__WHAT YOU SHOULD DO__
Rescale the listing below by reproducing every line, including the requests, but multiply each bounding-box coordinate in the answers by 2.55 and round it to the nearest whole number, rounding halves up. Omit the pictures from your reproduction.

__GIVEN RECORDS__
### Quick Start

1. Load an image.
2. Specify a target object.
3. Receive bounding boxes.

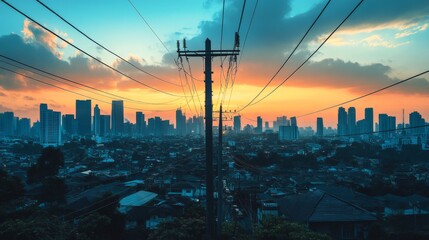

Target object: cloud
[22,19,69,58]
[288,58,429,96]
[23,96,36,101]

__EXERCISE OUTPUT__
### Quick Start

1. Load an image.
2. Specify a target object.
3. Receive bounding boxes.


Target object: cloud
[56,48,176,148]
[734,148,1094,245]
[59,245,92,258]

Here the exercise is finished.